__Supplied material__.

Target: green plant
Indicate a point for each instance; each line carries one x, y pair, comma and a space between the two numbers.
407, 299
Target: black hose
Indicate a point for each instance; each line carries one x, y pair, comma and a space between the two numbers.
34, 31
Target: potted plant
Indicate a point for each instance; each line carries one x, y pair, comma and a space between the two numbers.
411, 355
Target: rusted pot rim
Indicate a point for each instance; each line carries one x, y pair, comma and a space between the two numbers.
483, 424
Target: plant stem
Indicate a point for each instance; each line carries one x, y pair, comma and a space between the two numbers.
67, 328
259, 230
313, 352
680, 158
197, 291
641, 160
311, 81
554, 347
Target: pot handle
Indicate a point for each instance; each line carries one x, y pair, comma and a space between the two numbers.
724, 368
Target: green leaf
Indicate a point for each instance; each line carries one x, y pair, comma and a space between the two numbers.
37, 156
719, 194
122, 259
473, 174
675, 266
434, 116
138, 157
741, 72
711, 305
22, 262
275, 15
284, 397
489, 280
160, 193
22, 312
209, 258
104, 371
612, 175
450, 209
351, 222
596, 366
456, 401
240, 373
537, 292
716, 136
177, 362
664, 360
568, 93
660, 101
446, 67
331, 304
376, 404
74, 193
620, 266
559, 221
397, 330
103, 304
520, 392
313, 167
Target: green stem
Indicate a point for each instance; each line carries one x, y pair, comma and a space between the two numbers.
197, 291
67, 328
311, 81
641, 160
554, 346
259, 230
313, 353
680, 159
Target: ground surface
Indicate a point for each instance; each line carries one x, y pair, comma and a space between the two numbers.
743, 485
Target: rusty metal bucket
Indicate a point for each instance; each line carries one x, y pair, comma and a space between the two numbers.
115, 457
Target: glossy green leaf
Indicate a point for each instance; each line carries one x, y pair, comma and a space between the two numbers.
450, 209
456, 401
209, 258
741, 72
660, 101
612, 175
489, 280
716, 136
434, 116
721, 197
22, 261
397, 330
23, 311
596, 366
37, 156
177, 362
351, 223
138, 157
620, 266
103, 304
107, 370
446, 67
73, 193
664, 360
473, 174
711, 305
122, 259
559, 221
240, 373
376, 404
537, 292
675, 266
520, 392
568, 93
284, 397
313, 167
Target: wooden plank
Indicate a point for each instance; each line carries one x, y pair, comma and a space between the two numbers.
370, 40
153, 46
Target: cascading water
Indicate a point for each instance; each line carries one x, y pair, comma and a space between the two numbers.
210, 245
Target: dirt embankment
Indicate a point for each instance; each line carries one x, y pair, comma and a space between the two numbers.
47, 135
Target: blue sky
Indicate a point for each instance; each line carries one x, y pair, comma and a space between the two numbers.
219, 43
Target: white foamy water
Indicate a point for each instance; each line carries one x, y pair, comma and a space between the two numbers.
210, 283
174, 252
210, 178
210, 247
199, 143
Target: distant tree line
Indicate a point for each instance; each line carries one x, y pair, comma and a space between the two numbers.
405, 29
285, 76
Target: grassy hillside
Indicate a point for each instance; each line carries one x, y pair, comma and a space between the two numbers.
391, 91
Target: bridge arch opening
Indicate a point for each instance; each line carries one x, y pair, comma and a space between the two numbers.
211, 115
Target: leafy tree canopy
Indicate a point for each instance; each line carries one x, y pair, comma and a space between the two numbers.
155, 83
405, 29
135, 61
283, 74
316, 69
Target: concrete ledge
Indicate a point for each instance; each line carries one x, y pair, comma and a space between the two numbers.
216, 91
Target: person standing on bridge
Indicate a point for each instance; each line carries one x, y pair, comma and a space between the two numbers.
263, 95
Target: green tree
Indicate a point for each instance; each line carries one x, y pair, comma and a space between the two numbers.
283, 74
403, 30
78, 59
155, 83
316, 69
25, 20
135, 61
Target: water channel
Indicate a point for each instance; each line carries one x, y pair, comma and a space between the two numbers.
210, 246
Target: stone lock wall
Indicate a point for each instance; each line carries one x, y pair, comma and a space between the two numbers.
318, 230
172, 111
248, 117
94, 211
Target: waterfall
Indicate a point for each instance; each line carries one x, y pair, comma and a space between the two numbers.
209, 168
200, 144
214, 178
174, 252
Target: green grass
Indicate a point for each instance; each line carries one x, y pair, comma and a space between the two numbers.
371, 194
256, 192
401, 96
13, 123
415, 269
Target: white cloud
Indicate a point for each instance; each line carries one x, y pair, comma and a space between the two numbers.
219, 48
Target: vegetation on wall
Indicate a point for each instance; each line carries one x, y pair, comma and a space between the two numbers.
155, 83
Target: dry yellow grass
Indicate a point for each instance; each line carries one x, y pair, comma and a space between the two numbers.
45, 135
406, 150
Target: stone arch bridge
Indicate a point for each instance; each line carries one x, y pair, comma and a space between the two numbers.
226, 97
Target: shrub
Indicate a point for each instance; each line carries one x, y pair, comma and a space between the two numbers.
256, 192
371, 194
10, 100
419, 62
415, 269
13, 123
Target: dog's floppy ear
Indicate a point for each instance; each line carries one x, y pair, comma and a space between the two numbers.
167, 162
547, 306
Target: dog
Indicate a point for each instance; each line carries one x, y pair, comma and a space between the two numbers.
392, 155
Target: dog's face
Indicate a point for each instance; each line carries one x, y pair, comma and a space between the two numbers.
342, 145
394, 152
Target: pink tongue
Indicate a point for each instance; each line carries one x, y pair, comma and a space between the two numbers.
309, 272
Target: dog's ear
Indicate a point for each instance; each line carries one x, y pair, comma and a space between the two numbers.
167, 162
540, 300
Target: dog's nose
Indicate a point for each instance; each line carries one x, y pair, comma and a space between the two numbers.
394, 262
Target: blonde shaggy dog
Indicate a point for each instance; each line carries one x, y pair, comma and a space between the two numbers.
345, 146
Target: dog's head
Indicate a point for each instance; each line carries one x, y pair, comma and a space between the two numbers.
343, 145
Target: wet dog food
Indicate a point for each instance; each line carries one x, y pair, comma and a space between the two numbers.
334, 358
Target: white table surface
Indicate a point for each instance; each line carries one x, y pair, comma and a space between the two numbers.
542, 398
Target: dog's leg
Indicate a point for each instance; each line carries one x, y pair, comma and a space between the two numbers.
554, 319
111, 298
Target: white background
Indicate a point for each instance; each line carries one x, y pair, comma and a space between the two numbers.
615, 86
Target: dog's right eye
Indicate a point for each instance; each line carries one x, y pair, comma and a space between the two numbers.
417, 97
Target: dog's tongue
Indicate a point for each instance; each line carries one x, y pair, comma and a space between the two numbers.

__Task__.
Every entry needs to be copied exactly as it was written.

__Your solution__.
Target: green plant
Indicate a point for each instance; each line carries one x, y pair, comma and a space between the two numbers.
407, 299
Target: black hose
Indicate a point for each instance; each line carries one x, y pair, comma and a space between the two numbers.
34, 31
Target: potted plant
Indicate a point for each instance; each line carries one x, y pair, comma and a space between the two numbers.
411, 355
Target: rusted pot rim
Indicate a point for each instance; each line carries one x, y pair, comma and a space between the two numbers.
483, 424
Target: plant stem
Indicate a point for each instance; each line carries one x, y pair, comma and a space between the two numbers.
67, 328
259, 230
313, 352
680, 158
197, 291
641, 160
311, 81
554, 347
Target: pot handle
Indicate a point for each instance; each line carries one x, y pair, comma and a space between the two numbers.
724, 368
Target: green leaf
Indicate a point for each instance; each line carries one x, y pair, comma and a space between the two numbers.
37, 156
719, 194
122, 259
473, 174
675, 266
434, 116
138, 157
741, 72
711, 305
22, 262
275, 15
284, 397
489, 280
160, 193
22, 312
209, 258
104, 371
612, 175
450, 209
351, 222
596, 366
456, 401
240, 373
537, 292
716, 136
177, 362
664, 360
568, 93
660, 101
446, 67
331, 304
376, 404
74, 193
620, 266
559, 221
397, 330
103, 304
520, 392
313, 167
Target: green stem
Indicate a point for each instance; each line carries one x, y pair, comma and a space between the two numbers.
197, 291
67, 328
311, 81
641, 160
554, 346
259, 230
313, 353
680, 159
Target: ground surface
Indicate a point for each instance; each line carries one x, y pair, comma and a space between the two numbers.
743, 485
Target: rusty metal bucket
Indicate a point for each instance; each line carries one x, y pair, comma and a space between the two numbers.
115, 457
Target: glossy green leaf
Indicate a point for each instance; each line carries one x, y pair, comma and a space between the two numbers.
450, 209
456, 401
209, 258
741, 72
660, 101
612, 175
489, 280
716, 136
434, 116
721, 197
22, 261
397, 330
23, 311
596, 366
37, 156
177, 362
351, 223
138, 157
620, 266
103, 304
107, 370
446, 67
73, 193
664, 360
473, 174
711, 305
122, 259
559, 221
240, 373
376, 404
537, 292
675, 266
520, 392
568, 93
284, 397
313, 167
Target: wooden plank
Indicate a point for each instance; each line carries one x, y pair, comma and a space between the two numbers.
370, 40
153, 46
Target: cascading water
Indicate a point for each instance; each line carries one x, y pair, comma and a space between the two numbers.
210, 245
Target: dirt embankment
Indicate a point for each instance; each line carries one x, y pair, comma and a space between the two numbers.
47, 135
Target: blue sky
Indicate a point for each instance; each line carries one x, y pair, comma and a space between the two numbers.
219, 43
Target: white foamy water
Indicate a point for each instance; each line carries one x, y pair, comma and a space between the two numbers.
210, 283
174, 252
210, 178
210, 247
199, 143
Target: distant tree line
Indicate a point for each instance; each line carries one x, y pair, comma and a space between the two numbers.
405, 29
285, 76
Target: grassy hillside
Indicate a point for each instance; each line carries one x, y pair, comma and a space between the two numbers.
391, 91
Target: bridge arch opening
Indicate a point for each instance; each line carries one x, y pair, comma and a space between the two numbers.
211, 115
Target: leafy tree canopy
Indicate a point for each instance; each line carries one x, y pair, comma and a space between the two numbers.
155, 83
405, 29
135, 61
283, 74
316, 69
Target: concrete ledge
Indicate a point for each instance; each line carries one x, y pair, comma and a space between the two numbers.
216, 91
Target: person standing on bridge
Indicate a point for each instance; each line carries one x, y pair, comma and a space between the two numbers.
263, 95
Target: green tree
Indicate a point for each instance; each line carries one x, y pair, comma and a space between the two numbers.
283, 74
403, 30
78, 59
155, 83
316, 69
25, 20
135, 61
Target: water channel
Indicate a point for each instance; each line carries one x, y pair, comma and a space between the two numbers.
210, 246
Target: stone lock wall
Indicate a point for each instance; each line carries one x, y pair, comma and a space between the two numbers.
318, 230
172, 111
248, 117
94, 211
Target: waterfall
Indicate a point for each instance; each line carries one x, y pair, comma and a space between the two numbers.
209, 168
200, 144
214, 178
174, 252
Target: green grass
Indicate a point for each instance; each line carries one x, y pair, comma and a space between the two numbers.
371, 194
256, 192
401, 96
13, 123
415, 269
Target: white cloud
Indicate a point for each instance; each line carries one x, y pair, comma and a space between the two numbers.
219, 48
Target: vegetation on wall
Indicate a point for each instance; each line carries one x, y pair, comma and a space between the two numbers.
155, 83
Target: dry yellow grass
Indicate a point for each instance; each line carries one x, y pair, comma and a space between the two numbers.
45, 135
406, 150
Target: stone arch bridge
Indicate a point for each instance; each line carries one x, y pair, comma and a space between the two numbers.
226, 97
Target: shrub
Indicate a point for each instance; each line carries one x, y pair, comma and a space between the two numbers.
256, 192
371, 194
10, 100
419, 62
415, 269
13, 123
Target: dog's floppy ear
Indicate a point for each instance; each line carries one x, y pair, comma and a space between the two numbers.
167, 162
547, 306
Target: dog
Indicate a point for each instance; each line carries one x, y pair, comma and a space between the two numbers.
392, 155
Target: dog's face
Indicate a point for each instance; each line carries one x, y pair, comma and a space between the two numbers.
342, 145
394, 152
Target: pink tongue
Indicate a point for each instance; each line carries one x, y pair, comma and a space between the two numbers.
309, 272
Target: dog's ear
Indicate a point for each instance; each line carries one x, y pair, comma and a space between the two numbers.
167, 162
540, 300
Target: dog's nose
Indicate a point for each instance; each line carries one x, y pair, comma and a space between the two numbers.
394, 262
Target: blonde shaggy dog
Indicate a point for each instance; each line carries one x, y pair, comma and a space between the two numbers.
345, 146
Target: dog's head
Indicate a point for each instance; each line carries one x, y pair, comma and a space between the two numbers.
343, 145
Target: wet dog food
Indicate a point for each instance; each line carries one x, y pair, comma and a space between the two numbers.
334, 358
Target: white table surface
Indicate a point for each instance; each line carries one x, y pair, comma and a space between the two numbers.
542, 398
Target: dog's leg
Indicate a point for each instance; each line carries one x, y pair, comma and a space between the two numbers.
554, 319
111, 298
Target: white background
Indicate a point for each instance; each line carries one x, y pair, comma and a space between the two numbers.
615, 86
Target: dog's right eye
Indicate a point for each instance; each line carries one x, y pair, comma and a space between the two numbers.
417, 97
Target: dog's tongue
Indicate a point for each instance; each line carries one x, y pair, comma and a space between the two numbers.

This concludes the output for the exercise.